>> BEGIN Dataset entries
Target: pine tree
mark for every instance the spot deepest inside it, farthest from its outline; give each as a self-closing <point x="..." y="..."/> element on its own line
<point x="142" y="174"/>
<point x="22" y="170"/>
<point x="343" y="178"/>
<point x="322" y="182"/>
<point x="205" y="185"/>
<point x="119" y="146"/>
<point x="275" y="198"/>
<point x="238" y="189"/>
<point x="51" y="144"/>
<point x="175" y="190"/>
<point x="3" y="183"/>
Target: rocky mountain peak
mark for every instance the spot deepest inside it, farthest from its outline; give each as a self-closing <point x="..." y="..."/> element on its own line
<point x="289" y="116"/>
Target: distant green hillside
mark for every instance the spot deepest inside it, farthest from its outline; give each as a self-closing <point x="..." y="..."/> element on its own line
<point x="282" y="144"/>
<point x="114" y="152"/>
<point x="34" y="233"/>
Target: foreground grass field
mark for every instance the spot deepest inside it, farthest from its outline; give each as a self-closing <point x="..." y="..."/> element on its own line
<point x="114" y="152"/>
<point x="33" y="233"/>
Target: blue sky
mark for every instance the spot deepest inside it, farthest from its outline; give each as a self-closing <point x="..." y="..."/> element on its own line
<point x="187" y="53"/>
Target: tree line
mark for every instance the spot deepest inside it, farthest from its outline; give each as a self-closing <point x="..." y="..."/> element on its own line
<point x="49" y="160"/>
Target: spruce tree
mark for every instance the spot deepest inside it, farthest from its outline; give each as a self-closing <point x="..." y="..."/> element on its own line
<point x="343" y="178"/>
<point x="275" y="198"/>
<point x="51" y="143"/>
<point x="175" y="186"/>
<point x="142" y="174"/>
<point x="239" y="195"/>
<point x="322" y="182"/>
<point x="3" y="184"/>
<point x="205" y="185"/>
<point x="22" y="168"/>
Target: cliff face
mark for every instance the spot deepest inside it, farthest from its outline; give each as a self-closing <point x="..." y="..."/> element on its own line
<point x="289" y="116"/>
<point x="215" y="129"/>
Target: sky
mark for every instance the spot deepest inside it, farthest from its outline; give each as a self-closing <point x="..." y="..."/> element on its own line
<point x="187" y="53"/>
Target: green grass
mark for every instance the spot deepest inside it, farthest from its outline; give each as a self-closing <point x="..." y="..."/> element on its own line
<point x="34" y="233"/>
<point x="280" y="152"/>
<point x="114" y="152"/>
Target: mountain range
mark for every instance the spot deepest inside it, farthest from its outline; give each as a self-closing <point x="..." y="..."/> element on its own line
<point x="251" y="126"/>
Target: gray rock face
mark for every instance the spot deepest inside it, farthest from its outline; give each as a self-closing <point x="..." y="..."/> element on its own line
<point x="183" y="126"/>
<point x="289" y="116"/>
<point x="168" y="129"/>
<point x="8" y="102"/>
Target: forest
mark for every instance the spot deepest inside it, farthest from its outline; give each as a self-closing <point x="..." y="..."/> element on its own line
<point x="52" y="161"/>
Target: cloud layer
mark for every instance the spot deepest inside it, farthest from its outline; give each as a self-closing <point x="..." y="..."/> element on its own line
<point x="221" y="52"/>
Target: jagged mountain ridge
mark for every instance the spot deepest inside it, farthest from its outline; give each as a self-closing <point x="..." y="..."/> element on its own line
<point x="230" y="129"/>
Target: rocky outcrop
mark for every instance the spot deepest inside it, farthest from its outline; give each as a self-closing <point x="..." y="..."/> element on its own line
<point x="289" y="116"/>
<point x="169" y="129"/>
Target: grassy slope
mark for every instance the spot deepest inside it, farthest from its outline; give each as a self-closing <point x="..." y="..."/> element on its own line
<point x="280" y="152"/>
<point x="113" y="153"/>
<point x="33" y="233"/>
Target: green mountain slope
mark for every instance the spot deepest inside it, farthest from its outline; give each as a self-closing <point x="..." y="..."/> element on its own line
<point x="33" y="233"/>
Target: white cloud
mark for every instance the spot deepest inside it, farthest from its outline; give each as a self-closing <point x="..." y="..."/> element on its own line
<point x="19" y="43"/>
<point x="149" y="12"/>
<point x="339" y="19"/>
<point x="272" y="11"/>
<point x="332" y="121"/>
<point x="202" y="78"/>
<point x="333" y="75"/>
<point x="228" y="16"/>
>> END Dataset entries
- **Problem statement**
Copy out all of the rows above word for word, changing nothing.

- **Reply**
Target: pine tree
mark for every instance the spot deepest inside it, farthest from its outline; give each as a self-closing <point x="..." y="..."/> element on its own line
<point x="142" y="174"/>
<point x="22" y="170"/>
<point x="343" y="178"/>
<point x="322" y="182"/>
<point x="205" y="185"/>
<point x="119" y="146"/>
<point x="275" y="198"/>
<point x="238" y="189"/>
<point x="51" y="144"/>
<point x="175" y="190"/>
<point x="3" y="183"/>
Target: rocky mountain peak
mark for every instance the spot deepest inside it, farthest from its outline; give each as a self-closing <point x="..." y="..."/> element on its own line
<point x="289" y="116"/>
Target: distant green hillside
mark for every instance the spot deepest inside it, farthest from its outline; give each as a self-closing <point x="..." y="..."/> element on its own line
<point x="282" y="144"/>
<point x="114" y="152"/>
<point x="34" y="233"/>
Target: foreground grass field
mark for every instance the spot deepest inside it, farthest from its outline; give each as a self-closing <point x="..." y="..."/> element on its own line
<point x="114" y="152"/>
<point x="33" y="233"/>
Target: blue sky
mark for every instance the spot deepest inside it, farthest from its outline; give each as a self-closing <point x="..." y="..."/> element on its own line
<point x="187" y="53"/>
Target: tree line
mark for every instance the spot deepest inside it, farthest from its outline; give each as a self-closing <point x="..." y="..."/> element on its own line
<point x="49" y="160"/>
Target: spruce tree
mark for every instance the spot deepest inside it, farthest from its outline; give each as a self-closing <point x="..." y="..."/> element on its own line
<point x="343" y="178"/>
<point x="275" y="198"/>
<point x="51" y="143"/>
<point x="175" y="186"/>
<point x="142" y="174"/>
<point x="239" y="195"/>
<point x="322" y="182"/>
<point x="3" y="184"/>
<point x="205" y="185"/>
<point x="22" y="168"/>
Target: cliff face
mark for every instance the spot deepest inside it, farthest from its outline; give each as a self-closing <point x="..." y="..."/> element on its own line
<point x="289" y="116"/>
<point x="215" y="129"/>
Target: sky
mark for every instance the spot deepest inside it, farthest from its outline; give each as a self-closing <point x="..." y="..."/> element on its own line
<point x="187" y="53"/>
Target: green grass
mark for every instance the spot deepest inside it, farthest from its outline; give each as a self-closing <point x="..." y="..."/> element on its own line
<point x="34" y="233"/>
<point x="280" y="152"/>
<point x="114" y="152"/>
Target: mountain range
mark for every instance the spot deepest inside it, farthest from its outline; give each as a self-closing <point x="..." y="..."/> element on its own line
<point x="251" y="126"/>
Target: gray rock face
mark for every instance the spot deepest inside it, farthest from its outline; give each as a self-closing <point x="..." y="..."/> element on its own line
<point x="183" y="126"/>
<point x="289" y="116"/>
<point x="168" y="129"/>
<point x="8" y="102"/>
Target: forest
mark for every instance the spot deepest inside it, farthest from its outline; give each as a self-closing <point x="..." y="..."/> element on its own line
<point x="52" y="161"/>
Target: cloud layer
mark for every instance the spot deepest inside it, farthest from its outline; give each as a self-closing <point x="..." y="..."/> element on its own line
<point x="221" y="52"/>
Target: jagged mountain ridge
mark for every instance the spot deepest inside it, farthest from its outline; give each as a self-closing <point x="..." y="..."/> element on its own line
<point x="230" y="129"/>
Target: rocky outcrop
mark for every instance the spot deepest inside it, farthest from its outline; give each as a self-closing <point x="..." y="..."/> element on its own line
<point x="289" y="116"/>
<point x="169" y="129"/>
Target: grassy slope
mark for every instance the spot deepest inside it, farthest from its outline; give each as a self-closing <point x="..." y="..."/> element on its own line
<point x="280" y="152"/>
<point x="113" y="153"/>
<point x="33" y="233"/>
Target: green mountain slope
mark for every instance the spot deepest inside it, farthest from its outline; give each as a self-closing <point x="..." y="..."/> element on its own line
<point x="33" y="233"/>
Target: white cloud
mark for every instance the spot deepest inside it, farthest from its outline; give each as a self-closing <point x="..." y="..."/> element on its own line
<point x="19" y="43"/>
<point x="149" y="12"/>
<point x="339" y="19"/>
<point x="272" y="11"/>
<point x="332" y="121"/>
<point x="202" y="78"/>
<point x="333" y="75"/>
<point x="228" y="16"/>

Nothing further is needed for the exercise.